# [作業指示]
本文抜粋のうち、「全てを放り投げ出したくなる。今までやってきたものを、全部まとめて。きれいに。」を含む箇所から始めて「けれどその転換は心地好く、僕を刺激する。鋭くする。」で終わる範囲を、一字一句変えずに再掲してください。

夜中に布団の中で自分自身とそれに関係する様々なことについて思いを馳せた
くるりとひとまわりした
遠いような近いようなことのように感じた
手の届く距離に思考が漂流しているようで手は届かない
毛布の遙か下で己のひどさを認識する
いっそのこと記念すれば良い
埋葬しても供養は残る
ひやりとする敷き布団の上で両親の身勝手を恨み
係累だから
よすがだからと
声にでない音
音にでない声
しっかり届いていたけれど
しかしそれでも感謝する
できる限り報いたいとおもう

(題名は安川奈緒より引用)


2007年02月10日(土) はじめの一歩、おわりの一歩

 最近また太りはじめた。
 食べ過ぎていると感じると途端に食事はただの作業になる。
 それでも手は次第に遅くなりつつもとまろうとしない。作業をやめてはならない。
 隙間に押し込むと言うよりも身体を内側から広げているような心もちになる。
 気持ち悪いがやめてはならない。

 良くお湯を浴びるようになった。
 あたたかさを感じると安心するのだ。
 布団の中のじんわりとしたものでは無く、もっと直接的な、
 熱いと感じるくらいのあたたかさに安心する。

 僕がどうしたいのかなんて分かっている。
 何をすべきなのかも分かっている。
 それなのにそうすることができない理由も分かっている。
 全て分かっているのに何もできないから苛々している。
 自分に。ただ臆病な自分自身に。


2007年02月09日(金) 見ろ、走りたまえ、そして消えたまえ

誰かに思い切り命令したい。我をぶつけたい。そして自己を解放したい。
エゴイスティックに振る舞いたい。利己を貫きたい。そして一心不乱に貪りたい。
他者がいないと成り立たない。だから他者を誘致したい。そして排他したい。
何もかもが煩わしくなることが時折ある。
全てを放り投げ出したくなる。今までやってきたものを、全部まとめて。きれいに。
けれどゼロから始める辛さを僕は知ってしまったから捨てることはできない。
捨てたいのに捨てられない。時間はありそうでない。

(題名は安川奈緒「神代辰巳のナンバースリー」より引用)


2007年02月07日(水) オレ いま橋の上 鉄風あびて 鋭くなって

暗くて寒いのは当たり前だと思っていたから、灯をつけたあとの冷たさに戦いた。
変わったのは明るさだけなはずなのに、いろいろなものが翻った。
けれどその転換は心地好く、僕を刺激する。鋭くする。
明るいのに、鋭いことが僕にはとても新鮮だった。

# [記録データ]

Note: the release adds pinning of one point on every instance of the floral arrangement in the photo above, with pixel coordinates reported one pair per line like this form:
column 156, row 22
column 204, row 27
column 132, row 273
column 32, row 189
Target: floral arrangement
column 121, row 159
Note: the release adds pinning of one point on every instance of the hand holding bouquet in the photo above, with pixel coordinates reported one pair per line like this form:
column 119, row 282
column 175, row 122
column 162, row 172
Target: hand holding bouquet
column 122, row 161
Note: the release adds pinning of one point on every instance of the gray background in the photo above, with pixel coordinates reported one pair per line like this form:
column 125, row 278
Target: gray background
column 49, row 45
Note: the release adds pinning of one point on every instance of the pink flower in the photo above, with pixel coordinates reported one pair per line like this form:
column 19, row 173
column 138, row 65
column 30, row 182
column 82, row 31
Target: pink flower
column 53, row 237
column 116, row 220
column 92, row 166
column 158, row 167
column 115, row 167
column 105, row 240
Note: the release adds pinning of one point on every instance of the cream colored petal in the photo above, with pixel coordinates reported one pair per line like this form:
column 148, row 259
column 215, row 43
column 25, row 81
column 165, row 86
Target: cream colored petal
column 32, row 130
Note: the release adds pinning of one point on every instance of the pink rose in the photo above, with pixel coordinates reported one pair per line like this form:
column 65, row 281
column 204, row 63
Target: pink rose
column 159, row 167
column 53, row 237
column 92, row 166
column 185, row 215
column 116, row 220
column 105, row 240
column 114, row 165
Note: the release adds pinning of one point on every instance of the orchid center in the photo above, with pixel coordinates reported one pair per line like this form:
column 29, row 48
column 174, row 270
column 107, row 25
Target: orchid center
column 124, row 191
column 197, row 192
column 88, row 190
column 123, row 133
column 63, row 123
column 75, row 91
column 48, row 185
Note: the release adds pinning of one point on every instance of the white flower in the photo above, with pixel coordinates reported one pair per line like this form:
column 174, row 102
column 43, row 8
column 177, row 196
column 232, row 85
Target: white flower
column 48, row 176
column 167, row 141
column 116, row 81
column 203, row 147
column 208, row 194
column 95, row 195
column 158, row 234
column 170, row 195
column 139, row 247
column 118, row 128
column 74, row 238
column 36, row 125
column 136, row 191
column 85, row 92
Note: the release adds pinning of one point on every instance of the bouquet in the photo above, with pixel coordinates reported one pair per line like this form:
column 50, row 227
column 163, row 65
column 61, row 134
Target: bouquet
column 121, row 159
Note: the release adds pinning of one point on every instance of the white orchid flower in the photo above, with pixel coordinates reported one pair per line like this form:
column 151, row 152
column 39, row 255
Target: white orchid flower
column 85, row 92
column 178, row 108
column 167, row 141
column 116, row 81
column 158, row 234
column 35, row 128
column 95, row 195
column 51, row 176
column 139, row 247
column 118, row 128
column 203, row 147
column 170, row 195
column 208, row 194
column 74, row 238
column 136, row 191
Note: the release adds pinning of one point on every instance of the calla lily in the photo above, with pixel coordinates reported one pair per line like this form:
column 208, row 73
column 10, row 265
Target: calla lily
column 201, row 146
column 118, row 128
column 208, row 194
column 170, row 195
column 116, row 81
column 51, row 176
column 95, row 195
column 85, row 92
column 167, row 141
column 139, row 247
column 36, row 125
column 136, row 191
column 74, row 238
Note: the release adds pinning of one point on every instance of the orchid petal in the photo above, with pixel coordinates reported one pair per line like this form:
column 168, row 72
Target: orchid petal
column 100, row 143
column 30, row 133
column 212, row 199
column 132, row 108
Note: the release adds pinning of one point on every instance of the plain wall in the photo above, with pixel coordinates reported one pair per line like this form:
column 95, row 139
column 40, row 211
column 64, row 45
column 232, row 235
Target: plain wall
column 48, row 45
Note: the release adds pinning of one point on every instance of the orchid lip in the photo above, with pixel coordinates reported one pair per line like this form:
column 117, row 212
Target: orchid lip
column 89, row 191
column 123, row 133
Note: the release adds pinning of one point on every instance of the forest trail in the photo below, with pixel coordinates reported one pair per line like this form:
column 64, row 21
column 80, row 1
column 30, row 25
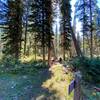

# [解答]
全てを放り投げ出したくなる。今までやってきたものを、全部まとめて。きれいに。
けれどゼロから始める辛さを僕は知ってしまったから捨てることはできない。
捨てたいのに捨てられない。時間はありそうでない。

(題名は安川奈緒「神代辰巳のナンバースリー」より引用)


2007年02月07日(水) オレ いま橋の上 鉄風あびて 鋭くなって

暗くて寒いのは当たり前だと思っていたから、灯をつけたあとの冷たさに戦いた。
変わったのは明るさだけなはずなのに、いろいろなものが翻った。
けれどその転換は心地好く、僕を刺激する。鋭くする。